§ Data to examine:
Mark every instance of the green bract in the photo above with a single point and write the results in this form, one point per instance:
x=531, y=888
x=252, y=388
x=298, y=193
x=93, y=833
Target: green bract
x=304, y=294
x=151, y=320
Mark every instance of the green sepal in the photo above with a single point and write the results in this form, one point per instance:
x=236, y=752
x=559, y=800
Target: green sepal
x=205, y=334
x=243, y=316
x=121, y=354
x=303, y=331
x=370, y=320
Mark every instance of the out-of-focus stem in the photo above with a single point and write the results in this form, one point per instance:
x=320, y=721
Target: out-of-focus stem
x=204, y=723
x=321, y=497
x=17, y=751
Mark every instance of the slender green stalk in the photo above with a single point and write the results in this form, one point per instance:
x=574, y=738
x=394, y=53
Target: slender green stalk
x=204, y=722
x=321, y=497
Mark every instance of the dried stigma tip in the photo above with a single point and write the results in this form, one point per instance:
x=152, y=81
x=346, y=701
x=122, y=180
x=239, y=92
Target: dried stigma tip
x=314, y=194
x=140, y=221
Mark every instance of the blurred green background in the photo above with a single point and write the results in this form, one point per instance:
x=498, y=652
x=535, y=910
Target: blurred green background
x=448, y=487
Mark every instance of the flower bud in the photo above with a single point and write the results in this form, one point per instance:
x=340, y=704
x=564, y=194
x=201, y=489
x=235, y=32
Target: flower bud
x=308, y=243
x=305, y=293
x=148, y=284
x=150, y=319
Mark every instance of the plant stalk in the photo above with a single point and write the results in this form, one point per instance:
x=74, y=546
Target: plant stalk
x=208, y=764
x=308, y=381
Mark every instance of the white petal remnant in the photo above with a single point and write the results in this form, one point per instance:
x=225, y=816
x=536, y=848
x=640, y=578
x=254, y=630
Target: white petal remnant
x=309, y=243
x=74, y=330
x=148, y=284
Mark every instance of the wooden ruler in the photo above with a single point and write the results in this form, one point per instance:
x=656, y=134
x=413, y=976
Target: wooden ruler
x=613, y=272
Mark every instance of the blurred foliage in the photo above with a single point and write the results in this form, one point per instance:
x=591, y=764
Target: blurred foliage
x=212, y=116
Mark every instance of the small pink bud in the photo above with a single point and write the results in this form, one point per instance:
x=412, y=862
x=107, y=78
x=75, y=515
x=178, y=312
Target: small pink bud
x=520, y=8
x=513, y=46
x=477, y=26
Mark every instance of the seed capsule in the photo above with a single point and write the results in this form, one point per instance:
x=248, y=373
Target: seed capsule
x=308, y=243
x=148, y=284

§ Directions for this task:
In the listing above, find the line holding "Mark every instance of the plant" and the line holding "x=591, y=764", then output those two lines and every line between them exactly.

§ Response area:
Mark every instance of the plant stalk in the photo above with a single point and write the results in this form, one point per instance:
x=74, y=546
Target: plant stalk
x=208, y=764
x=308, y=381
Mark every instance of the white petal remnant in the photo above with a single point and write the results in this form, one point per instance:
x=225, y=816
x=536, y=848
x=640, y=578
x=254, y=630
Target: white petal remnant
x=309, y=243
x=74, y=330
x=148, y=284
Mark every instance of the wooden ruler in the photo above with a single point and write the results in this form, one point per instance:
x=656, y=134
x=413, y=976
Target: wooden ruler
x=613, y=272
Mark every instance of the blurred foliage in the photo above with a single point and write the results in this form, one point per instance:
x=591, y=764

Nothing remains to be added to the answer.